(Data extracted from a collection)
-- START --

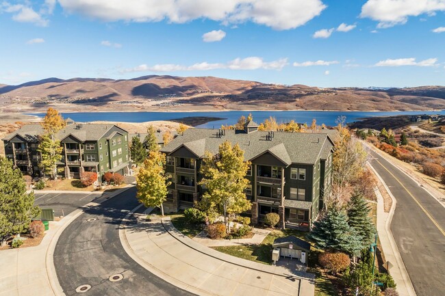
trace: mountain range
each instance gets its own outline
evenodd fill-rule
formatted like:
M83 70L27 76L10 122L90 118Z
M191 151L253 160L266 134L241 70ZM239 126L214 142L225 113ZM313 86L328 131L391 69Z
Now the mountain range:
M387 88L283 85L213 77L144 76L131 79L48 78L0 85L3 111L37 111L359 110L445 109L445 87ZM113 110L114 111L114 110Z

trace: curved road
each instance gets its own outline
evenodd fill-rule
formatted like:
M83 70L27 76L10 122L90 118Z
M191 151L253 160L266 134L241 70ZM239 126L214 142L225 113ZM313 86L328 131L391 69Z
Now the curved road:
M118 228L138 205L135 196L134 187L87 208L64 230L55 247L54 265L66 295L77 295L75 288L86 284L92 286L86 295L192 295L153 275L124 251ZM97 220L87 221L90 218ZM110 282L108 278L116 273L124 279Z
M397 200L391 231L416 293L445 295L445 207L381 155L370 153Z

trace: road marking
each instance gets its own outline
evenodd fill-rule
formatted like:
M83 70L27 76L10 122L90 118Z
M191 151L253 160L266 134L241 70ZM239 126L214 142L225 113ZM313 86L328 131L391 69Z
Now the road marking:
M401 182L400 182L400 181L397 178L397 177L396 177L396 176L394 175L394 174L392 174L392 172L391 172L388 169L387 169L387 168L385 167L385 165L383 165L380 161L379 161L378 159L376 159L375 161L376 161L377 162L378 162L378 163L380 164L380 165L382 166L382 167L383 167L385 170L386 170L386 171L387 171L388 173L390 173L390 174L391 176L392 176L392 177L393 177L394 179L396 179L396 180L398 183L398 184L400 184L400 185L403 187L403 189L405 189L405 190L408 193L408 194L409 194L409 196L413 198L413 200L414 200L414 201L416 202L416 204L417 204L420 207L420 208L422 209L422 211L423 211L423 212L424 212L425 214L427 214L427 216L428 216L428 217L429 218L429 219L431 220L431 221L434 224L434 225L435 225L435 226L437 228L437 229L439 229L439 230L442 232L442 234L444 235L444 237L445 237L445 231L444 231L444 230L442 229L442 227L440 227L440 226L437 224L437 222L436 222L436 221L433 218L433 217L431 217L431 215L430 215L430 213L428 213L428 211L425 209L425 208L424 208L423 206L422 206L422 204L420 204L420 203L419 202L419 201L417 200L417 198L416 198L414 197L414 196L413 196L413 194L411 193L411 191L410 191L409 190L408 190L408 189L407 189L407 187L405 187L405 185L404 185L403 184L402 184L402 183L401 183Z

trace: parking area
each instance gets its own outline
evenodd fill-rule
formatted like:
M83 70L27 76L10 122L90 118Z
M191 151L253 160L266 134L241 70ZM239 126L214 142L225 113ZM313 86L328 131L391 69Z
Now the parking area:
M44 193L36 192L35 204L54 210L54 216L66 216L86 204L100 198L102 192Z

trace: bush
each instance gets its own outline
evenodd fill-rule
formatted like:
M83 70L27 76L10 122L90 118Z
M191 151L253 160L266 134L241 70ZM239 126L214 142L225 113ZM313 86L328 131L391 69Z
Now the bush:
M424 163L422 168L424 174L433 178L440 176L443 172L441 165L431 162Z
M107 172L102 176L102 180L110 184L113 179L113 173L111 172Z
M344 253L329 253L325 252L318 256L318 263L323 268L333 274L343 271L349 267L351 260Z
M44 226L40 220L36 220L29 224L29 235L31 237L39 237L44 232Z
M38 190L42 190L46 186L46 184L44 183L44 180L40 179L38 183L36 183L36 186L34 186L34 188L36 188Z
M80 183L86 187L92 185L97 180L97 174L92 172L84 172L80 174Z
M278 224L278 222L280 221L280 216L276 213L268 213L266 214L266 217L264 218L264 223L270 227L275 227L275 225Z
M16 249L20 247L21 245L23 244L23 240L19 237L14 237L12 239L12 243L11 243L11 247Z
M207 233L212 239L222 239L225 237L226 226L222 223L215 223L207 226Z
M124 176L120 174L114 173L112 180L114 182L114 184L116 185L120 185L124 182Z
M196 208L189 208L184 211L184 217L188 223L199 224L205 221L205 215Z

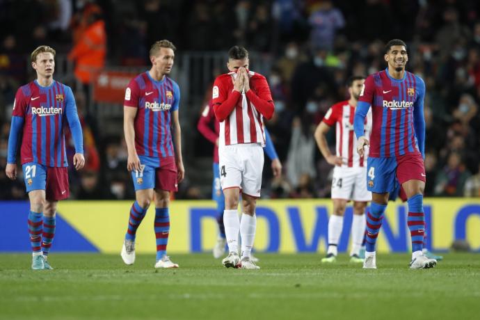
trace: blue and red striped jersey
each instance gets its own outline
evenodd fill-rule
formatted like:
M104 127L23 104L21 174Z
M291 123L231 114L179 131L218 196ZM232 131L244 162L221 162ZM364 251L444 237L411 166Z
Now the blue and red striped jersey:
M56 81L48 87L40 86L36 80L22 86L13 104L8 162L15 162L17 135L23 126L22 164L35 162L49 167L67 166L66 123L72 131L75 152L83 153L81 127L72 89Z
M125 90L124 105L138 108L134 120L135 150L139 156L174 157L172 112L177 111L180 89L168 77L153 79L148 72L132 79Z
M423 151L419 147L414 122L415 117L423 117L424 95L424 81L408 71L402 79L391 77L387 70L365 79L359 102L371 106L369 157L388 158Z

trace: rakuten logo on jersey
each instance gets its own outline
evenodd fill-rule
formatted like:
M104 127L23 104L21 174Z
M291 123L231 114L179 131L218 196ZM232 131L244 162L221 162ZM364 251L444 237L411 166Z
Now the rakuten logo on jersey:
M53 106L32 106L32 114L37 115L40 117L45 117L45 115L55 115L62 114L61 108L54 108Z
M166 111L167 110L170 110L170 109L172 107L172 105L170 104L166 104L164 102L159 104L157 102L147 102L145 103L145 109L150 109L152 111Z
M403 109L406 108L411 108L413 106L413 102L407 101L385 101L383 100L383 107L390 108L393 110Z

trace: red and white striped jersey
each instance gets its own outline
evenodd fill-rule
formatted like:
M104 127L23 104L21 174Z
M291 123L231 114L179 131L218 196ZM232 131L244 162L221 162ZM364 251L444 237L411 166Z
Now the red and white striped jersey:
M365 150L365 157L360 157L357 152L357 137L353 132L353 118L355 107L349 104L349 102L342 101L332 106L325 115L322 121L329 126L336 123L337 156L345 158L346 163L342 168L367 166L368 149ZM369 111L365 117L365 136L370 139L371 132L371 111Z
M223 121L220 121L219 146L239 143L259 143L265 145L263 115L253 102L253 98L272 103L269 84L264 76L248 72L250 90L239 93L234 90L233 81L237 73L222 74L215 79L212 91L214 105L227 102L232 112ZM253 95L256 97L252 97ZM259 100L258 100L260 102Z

-- END --

STATED TASK: Give again only the lines of the material above that run from the one with "trace: red and white striped jersey" through the end, both included, exactly as they appear.

THE COMPLETED TASK:
trace: red and white striped jersey
each instance gets its own outline
evenodd fill-rule
formatted like:
M104 127L23 104L21 174Z
M291 123L231 114L179 131L218 196ZM232 131L244 162L221 162ZM364 251L444 237L411 166Z
Now the red and white striped jersey:
M365 150L365 157L360 157L357 152L357 137L353 132L353 118L355 107L349 104L349 102L342 101L332 106L325 115L322 121L329 126L336 123L337 156L345 158L346 163L342 168L367 166L368 149ZM369 111L365 117L365 136L370 139L371 132L371 111Z
M223 121L220 121L219 146L239 143L259 143L265 145L263 115L253 102L253 98L272 103L269 84L264 76L248 72L250 90L239 93L234 90L233 81L237 73L222 74L215 79L212 91L214 105L227 102L232 112ZM253 95L256 97L252 97ZM259 100L258 100L260 102Z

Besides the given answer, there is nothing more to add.